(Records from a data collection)
----
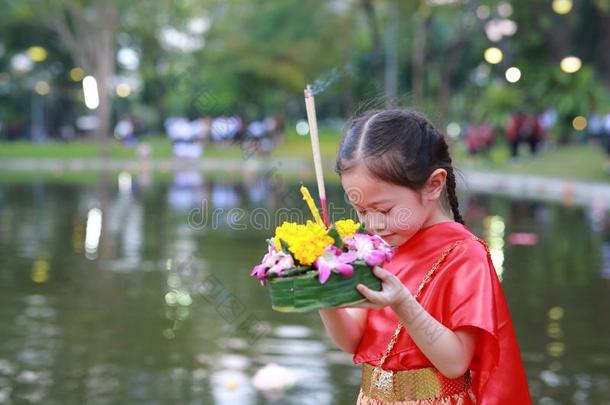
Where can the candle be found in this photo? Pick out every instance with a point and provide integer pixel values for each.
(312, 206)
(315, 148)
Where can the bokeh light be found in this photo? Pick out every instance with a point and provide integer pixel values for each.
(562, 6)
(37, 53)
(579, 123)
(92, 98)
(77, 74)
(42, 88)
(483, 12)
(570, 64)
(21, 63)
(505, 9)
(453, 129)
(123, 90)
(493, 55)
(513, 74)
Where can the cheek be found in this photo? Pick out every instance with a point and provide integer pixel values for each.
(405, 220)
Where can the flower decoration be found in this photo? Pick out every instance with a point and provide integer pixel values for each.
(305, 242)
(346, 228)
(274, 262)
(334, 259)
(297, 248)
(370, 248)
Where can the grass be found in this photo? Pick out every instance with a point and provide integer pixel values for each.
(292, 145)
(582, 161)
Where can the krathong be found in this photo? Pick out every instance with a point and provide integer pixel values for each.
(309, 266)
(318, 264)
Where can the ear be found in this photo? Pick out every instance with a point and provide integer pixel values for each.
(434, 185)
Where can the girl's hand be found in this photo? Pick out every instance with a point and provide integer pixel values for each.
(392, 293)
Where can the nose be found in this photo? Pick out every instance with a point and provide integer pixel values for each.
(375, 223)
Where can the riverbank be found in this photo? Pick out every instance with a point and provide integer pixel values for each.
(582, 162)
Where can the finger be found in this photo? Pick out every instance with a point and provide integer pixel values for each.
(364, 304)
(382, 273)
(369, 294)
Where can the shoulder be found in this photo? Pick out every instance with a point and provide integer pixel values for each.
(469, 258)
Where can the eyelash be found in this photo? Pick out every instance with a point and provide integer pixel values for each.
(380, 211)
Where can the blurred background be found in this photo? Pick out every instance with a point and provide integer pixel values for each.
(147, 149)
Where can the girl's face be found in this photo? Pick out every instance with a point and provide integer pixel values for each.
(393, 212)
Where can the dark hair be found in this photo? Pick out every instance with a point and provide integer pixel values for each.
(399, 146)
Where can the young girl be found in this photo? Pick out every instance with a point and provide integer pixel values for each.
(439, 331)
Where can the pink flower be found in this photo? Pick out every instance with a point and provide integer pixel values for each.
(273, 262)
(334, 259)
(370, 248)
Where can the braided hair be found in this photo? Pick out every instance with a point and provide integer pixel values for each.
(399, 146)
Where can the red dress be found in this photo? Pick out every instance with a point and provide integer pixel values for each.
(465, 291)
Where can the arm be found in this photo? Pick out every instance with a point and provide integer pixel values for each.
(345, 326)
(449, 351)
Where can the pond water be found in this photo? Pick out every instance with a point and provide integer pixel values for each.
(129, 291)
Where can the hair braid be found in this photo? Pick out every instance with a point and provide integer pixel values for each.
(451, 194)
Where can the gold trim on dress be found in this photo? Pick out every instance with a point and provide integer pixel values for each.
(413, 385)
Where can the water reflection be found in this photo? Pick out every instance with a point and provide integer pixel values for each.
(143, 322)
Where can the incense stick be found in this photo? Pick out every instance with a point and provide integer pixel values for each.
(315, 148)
----
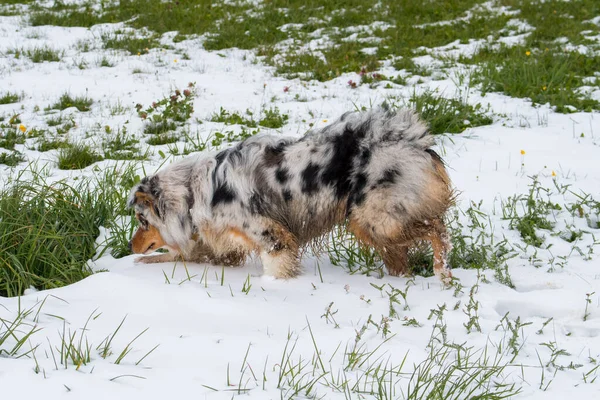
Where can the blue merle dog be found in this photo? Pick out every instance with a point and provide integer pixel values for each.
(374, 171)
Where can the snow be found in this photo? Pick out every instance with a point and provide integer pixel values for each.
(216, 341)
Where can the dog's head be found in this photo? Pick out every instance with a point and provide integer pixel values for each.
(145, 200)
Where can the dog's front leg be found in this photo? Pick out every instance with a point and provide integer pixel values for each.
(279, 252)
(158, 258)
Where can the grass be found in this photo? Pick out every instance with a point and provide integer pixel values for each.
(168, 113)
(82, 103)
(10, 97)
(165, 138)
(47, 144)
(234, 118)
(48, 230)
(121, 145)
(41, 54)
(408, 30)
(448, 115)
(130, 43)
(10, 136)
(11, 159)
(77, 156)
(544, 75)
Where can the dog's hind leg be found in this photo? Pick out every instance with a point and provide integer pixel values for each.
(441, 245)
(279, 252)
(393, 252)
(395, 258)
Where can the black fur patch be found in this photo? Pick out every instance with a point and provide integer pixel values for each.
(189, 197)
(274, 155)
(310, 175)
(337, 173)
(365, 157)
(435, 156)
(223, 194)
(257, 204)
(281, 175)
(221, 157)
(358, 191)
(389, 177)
----
WORK TO BE COMPLETED:
Pick out every line of the material above that contains the word "hair", and copy each one.

SOLUTION:
Where can the dark hair be found in this photo? Pick out every instance with a point and provide integer pixel values for each.
Where can the braided hair be found in this photo? Pick out every instance with a point and provide integer pixel values for each.
Where can the hair braid be found in this photo? Pick out every instance with a point and provide integer pixel values for each.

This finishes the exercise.